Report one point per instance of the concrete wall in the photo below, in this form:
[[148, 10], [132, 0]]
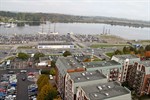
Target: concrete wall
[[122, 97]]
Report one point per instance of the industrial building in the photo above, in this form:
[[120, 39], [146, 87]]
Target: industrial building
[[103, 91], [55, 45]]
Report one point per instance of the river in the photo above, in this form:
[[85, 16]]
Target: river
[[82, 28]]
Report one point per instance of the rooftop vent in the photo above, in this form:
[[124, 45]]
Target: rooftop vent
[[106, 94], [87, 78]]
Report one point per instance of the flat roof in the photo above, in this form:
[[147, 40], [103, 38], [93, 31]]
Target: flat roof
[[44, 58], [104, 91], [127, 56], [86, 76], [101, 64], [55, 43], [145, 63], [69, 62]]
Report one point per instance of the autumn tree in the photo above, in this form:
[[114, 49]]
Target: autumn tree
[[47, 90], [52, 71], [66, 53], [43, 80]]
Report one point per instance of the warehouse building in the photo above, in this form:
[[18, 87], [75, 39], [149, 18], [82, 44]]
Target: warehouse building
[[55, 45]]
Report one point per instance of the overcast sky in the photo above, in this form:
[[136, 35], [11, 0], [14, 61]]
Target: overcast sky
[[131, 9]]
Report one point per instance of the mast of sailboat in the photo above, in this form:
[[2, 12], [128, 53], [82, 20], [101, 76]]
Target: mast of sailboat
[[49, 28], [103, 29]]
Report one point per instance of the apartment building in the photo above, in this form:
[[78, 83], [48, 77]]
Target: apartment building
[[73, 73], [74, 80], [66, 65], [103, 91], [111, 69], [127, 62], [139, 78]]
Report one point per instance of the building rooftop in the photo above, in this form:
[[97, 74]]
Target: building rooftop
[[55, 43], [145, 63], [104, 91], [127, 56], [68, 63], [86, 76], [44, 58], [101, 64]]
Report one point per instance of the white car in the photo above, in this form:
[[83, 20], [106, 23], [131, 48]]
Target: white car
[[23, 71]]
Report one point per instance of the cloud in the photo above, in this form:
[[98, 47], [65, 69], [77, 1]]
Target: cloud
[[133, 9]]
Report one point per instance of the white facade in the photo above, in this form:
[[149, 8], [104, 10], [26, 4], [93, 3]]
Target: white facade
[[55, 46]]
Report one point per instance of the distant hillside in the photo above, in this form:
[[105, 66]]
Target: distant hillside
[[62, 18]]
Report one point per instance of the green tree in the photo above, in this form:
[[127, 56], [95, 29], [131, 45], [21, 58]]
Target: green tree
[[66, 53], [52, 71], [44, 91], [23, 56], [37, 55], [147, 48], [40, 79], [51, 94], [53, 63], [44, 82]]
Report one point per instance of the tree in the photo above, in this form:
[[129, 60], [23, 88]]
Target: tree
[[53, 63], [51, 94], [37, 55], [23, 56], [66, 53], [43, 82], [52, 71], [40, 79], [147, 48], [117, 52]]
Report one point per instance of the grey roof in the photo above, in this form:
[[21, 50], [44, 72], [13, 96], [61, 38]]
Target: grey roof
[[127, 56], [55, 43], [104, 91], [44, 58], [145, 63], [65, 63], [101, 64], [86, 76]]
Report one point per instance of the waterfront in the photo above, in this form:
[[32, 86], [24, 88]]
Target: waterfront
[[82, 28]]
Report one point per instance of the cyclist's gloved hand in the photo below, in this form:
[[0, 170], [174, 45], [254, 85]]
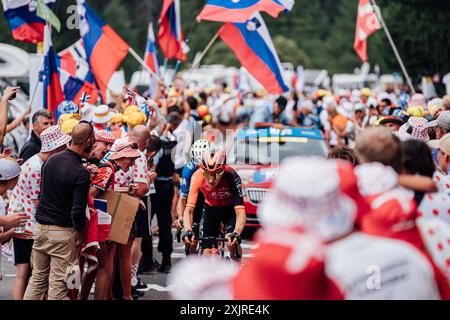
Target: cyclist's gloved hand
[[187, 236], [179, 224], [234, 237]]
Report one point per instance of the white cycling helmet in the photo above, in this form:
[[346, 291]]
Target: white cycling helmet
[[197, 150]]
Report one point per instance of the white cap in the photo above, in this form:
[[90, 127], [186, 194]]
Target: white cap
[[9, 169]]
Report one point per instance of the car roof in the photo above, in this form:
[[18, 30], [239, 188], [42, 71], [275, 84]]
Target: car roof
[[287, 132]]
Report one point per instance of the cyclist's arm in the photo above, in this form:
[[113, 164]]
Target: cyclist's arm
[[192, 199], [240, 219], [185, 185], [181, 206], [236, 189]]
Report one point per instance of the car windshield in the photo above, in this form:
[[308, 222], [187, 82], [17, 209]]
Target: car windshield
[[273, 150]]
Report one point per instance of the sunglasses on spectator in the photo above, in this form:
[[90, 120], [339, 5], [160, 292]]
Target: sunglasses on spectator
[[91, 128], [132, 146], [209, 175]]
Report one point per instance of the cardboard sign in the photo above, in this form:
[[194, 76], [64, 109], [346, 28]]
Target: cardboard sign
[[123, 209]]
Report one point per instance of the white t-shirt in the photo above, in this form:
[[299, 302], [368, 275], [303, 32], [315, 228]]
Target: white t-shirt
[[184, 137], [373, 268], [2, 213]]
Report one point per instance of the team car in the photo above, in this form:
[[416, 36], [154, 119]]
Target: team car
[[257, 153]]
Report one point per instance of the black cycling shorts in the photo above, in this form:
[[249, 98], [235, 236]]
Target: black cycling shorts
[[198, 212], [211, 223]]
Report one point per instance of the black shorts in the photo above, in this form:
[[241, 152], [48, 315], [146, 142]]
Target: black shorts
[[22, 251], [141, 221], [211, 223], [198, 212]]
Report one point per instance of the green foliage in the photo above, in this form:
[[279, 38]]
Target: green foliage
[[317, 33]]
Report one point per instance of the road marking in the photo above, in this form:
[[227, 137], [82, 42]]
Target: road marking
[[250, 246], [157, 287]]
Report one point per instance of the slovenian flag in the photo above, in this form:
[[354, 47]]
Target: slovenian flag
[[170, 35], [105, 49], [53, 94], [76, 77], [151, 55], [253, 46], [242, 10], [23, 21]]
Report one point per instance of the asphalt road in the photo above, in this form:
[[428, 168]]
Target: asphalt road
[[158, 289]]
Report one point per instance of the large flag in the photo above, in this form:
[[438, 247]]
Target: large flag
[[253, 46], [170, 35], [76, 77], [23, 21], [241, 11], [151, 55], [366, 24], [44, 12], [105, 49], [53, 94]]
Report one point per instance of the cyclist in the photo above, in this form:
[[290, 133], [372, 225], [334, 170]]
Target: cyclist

- [Set exercise]
Copy out word for word the lines between the one holding "Report one point per instance of the grey" and the one holding "[[192, 199], [240, 219], [185, 185], [181, 206], [236, 189]]", inclusive. Leave the pictures out.

- [Task output]
Report one point per instance of the grey roof in the photo above, in this form:
[[21, 50], [44, 72], [13, 96], [61, 38]]
Target: grey roof
[[127, 56], [55, 43], [104, 91], [44, 58], [145, 63], [65, 63], [101, 64], [86, 76]]
Report one point per instance of the waterfront in the photo above, in this form:
[[32, 86], [24, 88]]
Target: waterfront
[[82, 28]]
Report one point per instance of the cyclist's gloved hand in the photo below, in this form:
[[0, 170], [174, 45], [254, 85]]
Target: cyclist's gloved hand
[[187, 236], [179, 224], [234, 237]]
Report one point per instance of the white cycling helmet in the photo above, in this form:
[[346, 291]]
Target: white cycling helmet
[[197, 150]]
Report one point per instance of the white cap in the photo above, in this form:
[[90, 127], [186, 194]]
Target: white cap
[[9, 169]]
Report one point per instance of the car roof in the photo above, in this form:
[[18, 30], [239, 188], [42, 71], [275, 84]]
Target: car roof
[[287, 132]]
Report one point per instance of the cyclist's arm in the photo above, in this form:
[[113, 164]]
Target: cyclist's arm
[[192, 199], [240, 219], [185, 185], [181, 206], [236, 189]]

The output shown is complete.